━━━━━ TEXTAUSZUG

Es steht auch ganz deutlich drin, dass die Busverbindung nach Wipperfürth, das ja zum Oberbergischen Kreis gehört, verbessert werden soll. Das ist ein großer Wunsch vieler Halveraner, weil Kinder dort zur Schule gehen oder Freunde treffen wollen.

Da aber der Oberbergische Kreis keine eigene Stellungnahme zum Nahverkehrsplan des Märkischen Kreises abgegeben hat, wird es schwierig, überhaupt eine Lösung zur Verbesserung des kreisgrenzenüberschreitenden Verkehrs zu finden. Das heißt, da müssen die Stadt und die MVG mit dem Oberbergischen Kreis in Kontakt treten, um zu sehen, was da möglich ist.

Ja, die Frage der Finanzierung ist das Wichtigste. Wir müssen sagen, wahrscheinlich lassen sich nicht alle Verbesserungen des Nahverkehrs finanzieren, aber man muss dann Prioritäten setzen.

Was wären die Prioritäten?

Da müsste man die Daten prüfen, um zu sehen, ob wir tatsächlich eine Verbindung nach Remscheid brauchen, weil viele dorthin zur Arbeit oder zum Einkaufen wollen. Oder ist doch die Linie nach Wipperfürth wichtiger. Solche Entscheidungen kann man aber nicht aus dem Bauch heraus treffen.

Aber das entspricht auch meiner Herangehensweise. Ich würde erst mal die Zahlen prüfen und dann fakten- und wissensbasiert eine Aussage treffen. 

Leere Ladenlokale im Ortskern. Wie könnten die Stadt und Sie als Bürgermeisterin Halver wieder attraktiver für Einzelhändler machen.

Ich glaube - auch wenn nicht alle Halveraner das gerne hören - dass eine Verkehrsberuhigung in der Innenstadt dazu beitragen würde, dass sich mehr Menschen dort aufhalten. Und zwar nicht nur, weil sie da durchmüssen, sondern weil sie dann in kleine Cafés gehen, weil dort Tische und Stühle draußen stehen, wo man gut sitzen kann.

Man sieht ganz gut am Kulturbahnhof und dem Café Liese, dass die Leute sich inzwischen mehr in diesem Gebiet aufhalten. Ich glaube, man kann das erweitern, indem die Frankfurter Straße wirklich von der Villa Wippermann bis zum Kirchenkreisel beruhigt wird. Eine Alternative könnte sein, dass der Autoverkehr nur noch in eine Richtung fahren kann und der Rest der Straße als Fahrradweg ausgelegt ist. Das würde dann schon die Lebens- und Aufenthaltsqualität steigern.

━━━━━━━━━━

AUFGABE 1.
Beantworten Sie anhand des Textauszugs:
(a) Zu welchem Kreis gehört Wipperfürth?
(b) Aus welchen zwei Gründen wollen viele nach Remscheid?
(c) Zwischen welchen beiden Punkten soll die Frankfurter Straße beruhigt werden?
AUFGABE 2.
Schreiben Sie den Textauszug von „Ja, die Frage“ bis einschließlich „dann Prioritäten setzen.“ neu und setzen Sie dabei „Schwerpunkte“ an die Stelle von „Prioritäten“.
Die Datensätze spielen hierfür keine Rolle.

━━━━━ DATENSATZINHALT

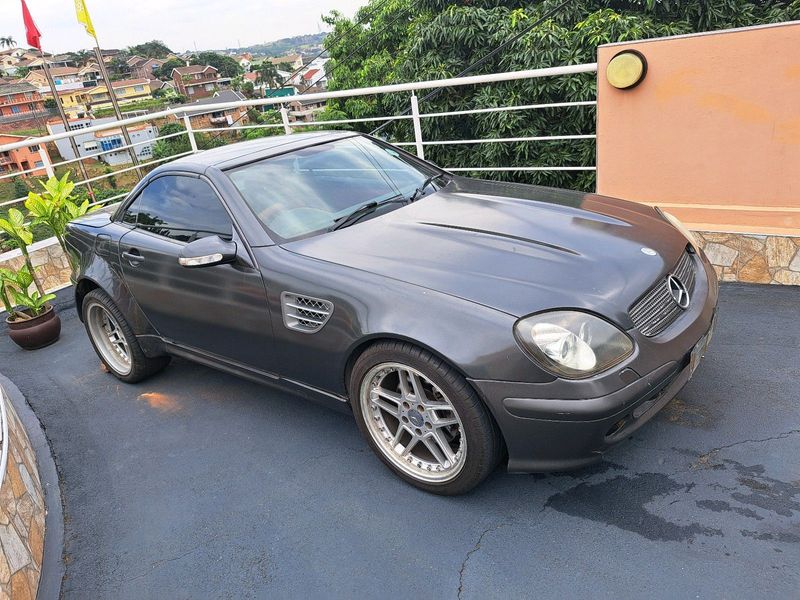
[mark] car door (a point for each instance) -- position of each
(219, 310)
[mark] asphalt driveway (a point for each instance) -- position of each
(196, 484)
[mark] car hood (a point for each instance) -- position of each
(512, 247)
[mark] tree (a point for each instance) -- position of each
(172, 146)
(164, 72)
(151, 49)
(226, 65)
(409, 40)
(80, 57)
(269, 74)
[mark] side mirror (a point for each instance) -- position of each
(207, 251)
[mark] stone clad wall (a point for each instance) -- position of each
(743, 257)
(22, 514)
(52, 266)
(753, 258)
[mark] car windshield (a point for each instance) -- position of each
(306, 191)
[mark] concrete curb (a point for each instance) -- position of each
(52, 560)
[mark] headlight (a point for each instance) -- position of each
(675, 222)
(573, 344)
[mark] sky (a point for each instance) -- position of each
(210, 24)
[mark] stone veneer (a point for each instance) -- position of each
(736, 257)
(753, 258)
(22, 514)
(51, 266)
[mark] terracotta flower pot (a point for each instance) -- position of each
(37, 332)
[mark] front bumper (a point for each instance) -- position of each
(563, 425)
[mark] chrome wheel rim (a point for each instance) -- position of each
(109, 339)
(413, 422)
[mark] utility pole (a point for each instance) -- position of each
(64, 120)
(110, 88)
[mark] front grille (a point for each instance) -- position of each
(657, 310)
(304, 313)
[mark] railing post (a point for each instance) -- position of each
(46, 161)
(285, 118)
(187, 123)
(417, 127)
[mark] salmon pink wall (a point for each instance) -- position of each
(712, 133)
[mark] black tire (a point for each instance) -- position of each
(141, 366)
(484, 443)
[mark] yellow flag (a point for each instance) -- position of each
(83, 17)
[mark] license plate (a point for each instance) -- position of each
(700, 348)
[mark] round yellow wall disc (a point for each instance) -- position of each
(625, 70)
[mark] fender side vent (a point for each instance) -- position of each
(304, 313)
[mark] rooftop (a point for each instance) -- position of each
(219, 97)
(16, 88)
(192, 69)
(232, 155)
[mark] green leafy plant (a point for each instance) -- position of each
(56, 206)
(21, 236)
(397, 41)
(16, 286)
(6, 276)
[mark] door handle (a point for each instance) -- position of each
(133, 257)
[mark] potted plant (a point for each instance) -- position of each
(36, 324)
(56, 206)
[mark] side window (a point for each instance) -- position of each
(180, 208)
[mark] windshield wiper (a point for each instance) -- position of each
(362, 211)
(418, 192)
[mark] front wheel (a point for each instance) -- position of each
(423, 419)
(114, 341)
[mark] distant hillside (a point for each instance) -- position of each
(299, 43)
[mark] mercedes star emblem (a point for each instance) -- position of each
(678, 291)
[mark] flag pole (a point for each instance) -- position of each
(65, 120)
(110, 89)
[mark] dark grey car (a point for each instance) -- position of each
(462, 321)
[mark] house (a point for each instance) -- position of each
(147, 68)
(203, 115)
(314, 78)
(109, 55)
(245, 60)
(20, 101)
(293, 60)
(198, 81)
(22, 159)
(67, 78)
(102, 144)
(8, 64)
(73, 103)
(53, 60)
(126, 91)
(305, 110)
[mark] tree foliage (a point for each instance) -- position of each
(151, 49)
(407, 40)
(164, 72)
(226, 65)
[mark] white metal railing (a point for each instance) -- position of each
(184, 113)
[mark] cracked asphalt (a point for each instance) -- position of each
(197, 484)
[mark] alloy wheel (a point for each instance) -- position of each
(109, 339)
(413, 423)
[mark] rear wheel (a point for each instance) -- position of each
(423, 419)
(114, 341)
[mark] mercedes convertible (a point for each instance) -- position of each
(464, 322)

━━━━━━━━━━
━━━━━ DATENSATZINHALT

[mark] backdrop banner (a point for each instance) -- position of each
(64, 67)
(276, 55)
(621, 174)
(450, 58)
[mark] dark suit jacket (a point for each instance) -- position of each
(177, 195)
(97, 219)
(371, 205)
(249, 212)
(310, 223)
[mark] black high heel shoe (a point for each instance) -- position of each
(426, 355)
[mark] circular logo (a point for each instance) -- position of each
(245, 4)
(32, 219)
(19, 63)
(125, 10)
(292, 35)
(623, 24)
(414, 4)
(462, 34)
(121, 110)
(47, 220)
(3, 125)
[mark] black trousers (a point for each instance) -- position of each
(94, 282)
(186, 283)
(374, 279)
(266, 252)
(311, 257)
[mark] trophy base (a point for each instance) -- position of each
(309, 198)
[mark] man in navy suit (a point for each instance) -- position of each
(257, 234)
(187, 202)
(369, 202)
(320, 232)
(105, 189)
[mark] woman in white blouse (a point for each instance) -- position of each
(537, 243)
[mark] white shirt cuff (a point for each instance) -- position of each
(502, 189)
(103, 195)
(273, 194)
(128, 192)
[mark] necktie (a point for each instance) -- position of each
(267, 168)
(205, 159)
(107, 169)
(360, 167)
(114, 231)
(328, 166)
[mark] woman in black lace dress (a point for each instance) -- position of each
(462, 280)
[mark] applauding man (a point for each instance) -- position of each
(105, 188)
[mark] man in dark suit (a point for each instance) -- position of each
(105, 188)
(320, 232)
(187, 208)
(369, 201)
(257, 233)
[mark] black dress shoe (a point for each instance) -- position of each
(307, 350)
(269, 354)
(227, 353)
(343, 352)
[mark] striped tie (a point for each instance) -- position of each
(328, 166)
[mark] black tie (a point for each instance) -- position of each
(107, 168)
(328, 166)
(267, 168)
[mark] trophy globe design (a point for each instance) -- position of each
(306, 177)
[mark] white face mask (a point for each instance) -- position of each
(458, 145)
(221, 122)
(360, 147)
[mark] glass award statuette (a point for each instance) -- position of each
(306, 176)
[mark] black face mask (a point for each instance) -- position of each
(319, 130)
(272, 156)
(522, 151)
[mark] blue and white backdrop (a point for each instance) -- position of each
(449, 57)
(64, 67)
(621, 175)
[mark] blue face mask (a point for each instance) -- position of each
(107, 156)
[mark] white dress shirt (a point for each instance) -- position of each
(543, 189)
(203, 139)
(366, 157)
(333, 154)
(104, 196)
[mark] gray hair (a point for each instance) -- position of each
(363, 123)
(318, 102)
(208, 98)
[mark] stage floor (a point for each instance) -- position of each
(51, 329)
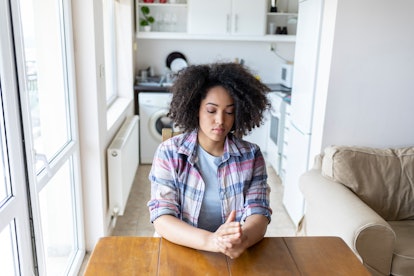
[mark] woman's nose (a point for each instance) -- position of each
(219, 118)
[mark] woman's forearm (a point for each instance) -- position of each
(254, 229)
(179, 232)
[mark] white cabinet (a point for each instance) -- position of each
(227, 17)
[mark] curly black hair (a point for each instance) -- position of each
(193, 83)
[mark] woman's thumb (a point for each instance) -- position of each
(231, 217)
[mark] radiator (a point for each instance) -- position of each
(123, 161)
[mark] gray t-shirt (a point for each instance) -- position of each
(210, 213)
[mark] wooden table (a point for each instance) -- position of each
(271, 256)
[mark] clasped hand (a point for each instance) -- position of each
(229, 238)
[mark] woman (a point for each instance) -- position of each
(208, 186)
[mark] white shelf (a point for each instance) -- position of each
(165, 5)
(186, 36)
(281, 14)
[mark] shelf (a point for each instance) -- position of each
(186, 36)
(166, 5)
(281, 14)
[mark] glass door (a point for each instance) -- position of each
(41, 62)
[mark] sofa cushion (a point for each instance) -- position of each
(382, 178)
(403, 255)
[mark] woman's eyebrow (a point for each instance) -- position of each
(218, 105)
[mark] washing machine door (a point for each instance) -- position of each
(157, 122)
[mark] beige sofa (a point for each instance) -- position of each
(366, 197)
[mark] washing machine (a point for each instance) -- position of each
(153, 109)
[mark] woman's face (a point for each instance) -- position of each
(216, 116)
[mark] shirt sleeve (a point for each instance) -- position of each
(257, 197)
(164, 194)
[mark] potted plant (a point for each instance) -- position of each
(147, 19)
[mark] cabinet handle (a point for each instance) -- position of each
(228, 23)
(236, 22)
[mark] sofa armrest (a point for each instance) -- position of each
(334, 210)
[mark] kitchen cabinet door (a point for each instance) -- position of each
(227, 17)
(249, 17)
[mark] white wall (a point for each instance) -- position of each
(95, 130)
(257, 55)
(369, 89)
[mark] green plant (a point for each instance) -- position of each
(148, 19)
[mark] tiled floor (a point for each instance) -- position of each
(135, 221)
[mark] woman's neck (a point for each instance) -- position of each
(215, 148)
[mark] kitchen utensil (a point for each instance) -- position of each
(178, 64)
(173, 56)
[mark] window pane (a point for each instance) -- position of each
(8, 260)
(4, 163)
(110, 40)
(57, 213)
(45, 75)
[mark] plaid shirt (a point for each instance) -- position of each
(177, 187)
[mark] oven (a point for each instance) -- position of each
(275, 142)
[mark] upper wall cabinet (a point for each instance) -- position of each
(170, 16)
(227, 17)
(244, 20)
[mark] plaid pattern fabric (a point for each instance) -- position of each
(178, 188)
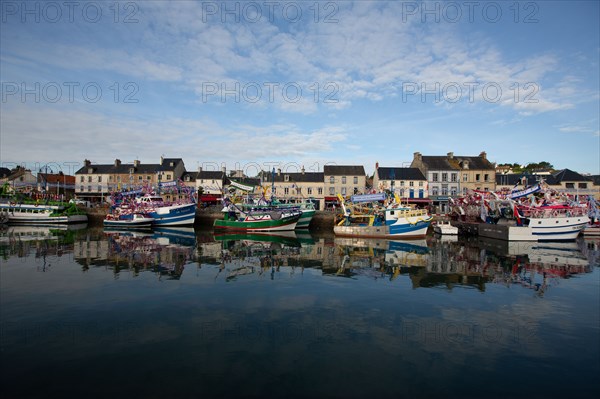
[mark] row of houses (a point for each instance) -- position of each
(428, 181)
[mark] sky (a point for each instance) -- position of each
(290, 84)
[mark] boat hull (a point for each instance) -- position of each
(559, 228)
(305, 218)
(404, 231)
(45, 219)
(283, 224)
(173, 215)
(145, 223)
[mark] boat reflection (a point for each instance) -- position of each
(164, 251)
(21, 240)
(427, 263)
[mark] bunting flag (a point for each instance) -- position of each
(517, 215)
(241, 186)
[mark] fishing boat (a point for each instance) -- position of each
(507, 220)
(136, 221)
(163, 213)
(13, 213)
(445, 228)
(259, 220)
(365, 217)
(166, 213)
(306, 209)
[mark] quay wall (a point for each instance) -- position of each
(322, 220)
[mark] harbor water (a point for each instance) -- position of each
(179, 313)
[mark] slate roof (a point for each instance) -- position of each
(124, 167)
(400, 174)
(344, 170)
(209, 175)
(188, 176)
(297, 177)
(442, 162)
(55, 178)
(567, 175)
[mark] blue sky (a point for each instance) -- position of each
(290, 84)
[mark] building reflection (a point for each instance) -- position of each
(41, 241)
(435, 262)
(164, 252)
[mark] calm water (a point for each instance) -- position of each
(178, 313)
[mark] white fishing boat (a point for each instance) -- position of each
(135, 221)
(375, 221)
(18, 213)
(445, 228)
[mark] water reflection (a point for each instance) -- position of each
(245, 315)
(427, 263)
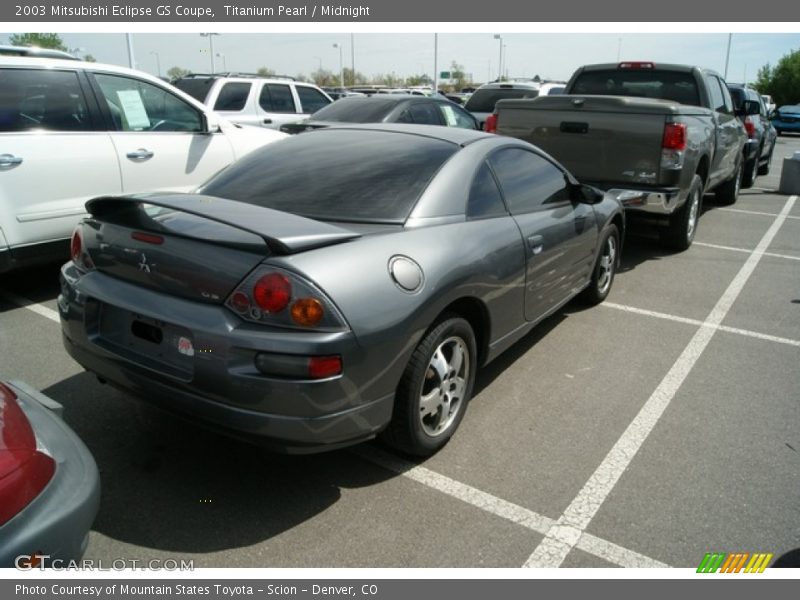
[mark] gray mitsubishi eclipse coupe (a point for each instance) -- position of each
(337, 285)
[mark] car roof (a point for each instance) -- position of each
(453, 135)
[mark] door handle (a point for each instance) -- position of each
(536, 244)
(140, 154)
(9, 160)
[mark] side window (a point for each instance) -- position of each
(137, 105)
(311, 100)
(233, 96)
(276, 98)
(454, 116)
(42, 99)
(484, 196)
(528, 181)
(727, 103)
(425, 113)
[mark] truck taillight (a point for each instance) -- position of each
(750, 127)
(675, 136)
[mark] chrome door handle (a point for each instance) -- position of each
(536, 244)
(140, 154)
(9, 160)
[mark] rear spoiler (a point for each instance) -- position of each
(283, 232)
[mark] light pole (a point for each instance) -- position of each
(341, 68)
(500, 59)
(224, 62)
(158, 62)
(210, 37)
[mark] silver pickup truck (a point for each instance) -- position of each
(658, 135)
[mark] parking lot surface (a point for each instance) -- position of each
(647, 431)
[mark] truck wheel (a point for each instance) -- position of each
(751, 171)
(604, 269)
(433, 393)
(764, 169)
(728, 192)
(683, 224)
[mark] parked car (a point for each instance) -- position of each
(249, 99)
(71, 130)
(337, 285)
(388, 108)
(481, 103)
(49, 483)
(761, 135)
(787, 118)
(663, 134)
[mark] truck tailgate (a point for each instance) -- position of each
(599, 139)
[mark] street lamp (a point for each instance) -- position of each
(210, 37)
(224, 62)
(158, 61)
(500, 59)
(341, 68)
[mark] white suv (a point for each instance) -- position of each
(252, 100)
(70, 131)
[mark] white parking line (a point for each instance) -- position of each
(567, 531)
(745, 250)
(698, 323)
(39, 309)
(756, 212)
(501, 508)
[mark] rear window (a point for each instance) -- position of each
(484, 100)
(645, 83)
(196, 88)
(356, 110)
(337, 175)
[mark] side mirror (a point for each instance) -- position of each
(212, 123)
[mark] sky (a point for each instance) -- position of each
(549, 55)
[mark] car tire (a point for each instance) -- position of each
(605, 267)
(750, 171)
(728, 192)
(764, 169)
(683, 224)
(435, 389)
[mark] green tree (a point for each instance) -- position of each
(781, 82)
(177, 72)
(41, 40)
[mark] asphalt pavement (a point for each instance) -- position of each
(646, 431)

━━━━━━━━━━

LÖSUNG 1.
(a) Zum Oberbergischen Kreis.
(b) Zur Arbeit oder zum Einkaufen.
(c) Von der Villa Wippermann bis zum Kirchenkreisel.

LÖSUNG 2.
Ja, die Frage der Finanzierung ist das Wichtigste. Wir müssen sagen, wahrscheinlich lassen sich nicht alle Verbesserungen des Nahverkehrs finanzieren, aber man muss dann Schwerpunkte setzen.